● **Task objective**:
Please filter the records below down to every line that contains the word "distant", treating case as significant, and copy those lines out.

++++ Material provided

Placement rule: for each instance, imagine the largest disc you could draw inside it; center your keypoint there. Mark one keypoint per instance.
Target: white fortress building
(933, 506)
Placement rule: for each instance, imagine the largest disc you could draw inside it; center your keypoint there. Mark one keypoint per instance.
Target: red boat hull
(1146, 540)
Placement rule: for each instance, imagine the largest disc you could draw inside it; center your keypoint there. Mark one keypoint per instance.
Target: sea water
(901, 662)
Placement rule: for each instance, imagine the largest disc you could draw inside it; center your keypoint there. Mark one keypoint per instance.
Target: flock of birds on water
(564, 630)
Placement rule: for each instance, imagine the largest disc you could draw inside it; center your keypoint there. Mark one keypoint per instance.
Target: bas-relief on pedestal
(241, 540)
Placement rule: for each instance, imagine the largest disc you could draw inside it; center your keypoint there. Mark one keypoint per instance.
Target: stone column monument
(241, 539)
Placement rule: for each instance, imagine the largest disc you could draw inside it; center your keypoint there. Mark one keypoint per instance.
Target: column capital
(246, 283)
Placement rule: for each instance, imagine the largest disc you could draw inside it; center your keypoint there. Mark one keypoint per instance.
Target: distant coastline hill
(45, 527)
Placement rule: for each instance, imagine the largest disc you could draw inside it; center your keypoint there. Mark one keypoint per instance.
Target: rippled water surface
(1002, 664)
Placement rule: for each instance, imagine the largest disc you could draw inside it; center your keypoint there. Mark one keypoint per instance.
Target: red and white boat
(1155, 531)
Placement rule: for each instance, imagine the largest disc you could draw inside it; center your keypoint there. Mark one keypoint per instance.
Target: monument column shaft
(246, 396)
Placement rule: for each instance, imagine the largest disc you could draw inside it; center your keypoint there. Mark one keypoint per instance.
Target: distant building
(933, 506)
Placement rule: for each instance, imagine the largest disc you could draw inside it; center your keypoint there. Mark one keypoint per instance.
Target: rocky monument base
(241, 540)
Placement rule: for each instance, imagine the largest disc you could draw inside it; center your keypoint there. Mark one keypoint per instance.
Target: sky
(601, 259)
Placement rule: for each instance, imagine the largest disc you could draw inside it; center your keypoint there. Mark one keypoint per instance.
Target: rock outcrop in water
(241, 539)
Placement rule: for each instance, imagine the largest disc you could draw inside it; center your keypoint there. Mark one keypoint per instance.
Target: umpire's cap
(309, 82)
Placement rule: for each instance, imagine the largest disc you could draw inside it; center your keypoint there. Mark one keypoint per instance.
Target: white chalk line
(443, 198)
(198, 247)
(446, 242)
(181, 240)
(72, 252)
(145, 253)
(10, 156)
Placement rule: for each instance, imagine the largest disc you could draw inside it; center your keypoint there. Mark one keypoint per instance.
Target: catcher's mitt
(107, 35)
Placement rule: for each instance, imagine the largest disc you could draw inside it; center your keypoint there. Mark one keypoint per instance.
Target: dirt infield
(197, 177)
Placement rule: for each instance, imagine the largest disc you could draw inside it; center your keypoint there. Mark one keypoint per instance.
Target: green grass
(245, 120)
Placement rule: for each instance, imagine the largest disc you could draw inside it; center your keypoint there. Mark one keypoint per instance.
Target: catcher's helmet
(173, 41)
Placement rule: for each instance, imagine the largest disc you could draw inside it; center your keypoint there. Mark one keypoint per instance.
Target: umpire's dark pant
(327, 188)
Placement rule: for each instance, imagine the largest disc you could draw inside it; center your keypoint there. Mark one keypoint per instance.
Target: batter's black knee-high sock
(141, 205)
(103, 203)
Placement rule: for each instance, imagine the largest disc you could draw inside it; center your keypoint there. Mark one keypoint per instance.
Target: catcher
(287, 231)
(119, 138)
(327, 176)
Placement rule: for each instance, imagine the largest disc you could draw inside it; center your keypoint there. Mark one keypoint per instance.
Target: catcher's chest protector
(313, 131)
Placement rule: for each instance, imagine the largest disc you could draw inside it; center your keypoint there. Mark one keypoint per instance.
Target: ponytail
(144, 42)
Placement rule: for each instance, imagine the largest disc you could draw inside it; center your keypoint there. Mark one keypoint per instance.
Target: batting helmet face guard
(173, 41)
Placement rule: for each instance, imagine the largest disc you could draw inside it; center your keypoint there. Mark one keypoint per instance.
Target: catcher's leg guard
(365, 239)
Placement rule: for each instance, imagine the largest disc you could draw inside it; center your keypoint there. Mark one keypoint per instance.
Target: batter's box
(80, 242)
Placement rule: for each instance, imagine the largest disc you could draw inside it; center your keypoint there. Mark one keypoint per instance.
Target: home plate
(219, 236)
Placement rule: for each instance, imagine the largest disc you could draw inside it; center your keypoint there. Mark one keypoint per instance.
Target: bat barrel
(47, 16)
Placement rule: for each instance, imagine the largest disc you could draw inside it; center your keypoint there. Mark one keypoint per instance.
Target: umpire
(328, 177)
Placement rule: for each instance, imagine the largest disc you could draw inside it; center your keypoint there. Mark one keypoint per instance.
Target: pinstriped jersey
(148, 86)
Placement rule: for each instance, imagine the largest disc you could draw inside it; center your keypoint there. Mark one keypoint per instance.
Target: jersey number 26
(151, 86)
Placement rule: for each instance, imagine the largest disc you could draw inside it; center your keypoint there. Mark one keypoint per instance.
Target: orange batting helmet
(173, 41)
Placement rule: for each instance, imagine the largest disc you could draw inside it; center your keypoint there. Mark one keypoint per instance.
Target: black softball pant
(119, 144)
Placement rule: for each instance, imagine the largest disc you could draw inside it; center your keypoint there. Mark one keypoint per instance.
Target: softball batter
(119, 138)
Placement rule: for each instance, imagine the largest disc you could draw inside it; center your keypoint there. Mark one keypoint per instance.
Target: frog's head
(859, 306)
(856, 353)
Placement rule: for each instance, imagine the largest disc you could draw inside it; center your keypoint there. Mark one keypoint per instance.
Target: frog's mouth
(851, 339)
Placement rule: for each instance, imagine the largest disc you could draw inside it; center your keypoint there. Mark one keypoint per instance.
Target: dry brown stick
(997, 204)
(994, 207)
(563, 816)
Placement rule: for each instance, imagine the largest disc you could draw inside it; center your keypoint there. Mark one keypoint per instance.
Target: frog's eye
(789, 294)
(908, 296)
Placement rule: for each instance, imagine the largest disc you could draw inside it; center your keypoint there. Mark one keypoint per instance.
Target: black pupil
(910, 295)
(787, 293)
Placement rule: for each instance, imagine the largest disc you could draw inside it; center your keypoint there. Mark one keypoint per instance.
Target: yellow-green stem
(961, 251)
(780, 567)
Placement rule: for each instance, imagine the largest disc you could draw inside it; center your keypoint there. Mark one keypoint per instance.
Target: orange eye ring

++++++++

● **Result for this exercise**:
Target: distant coastline hill
Target: distant building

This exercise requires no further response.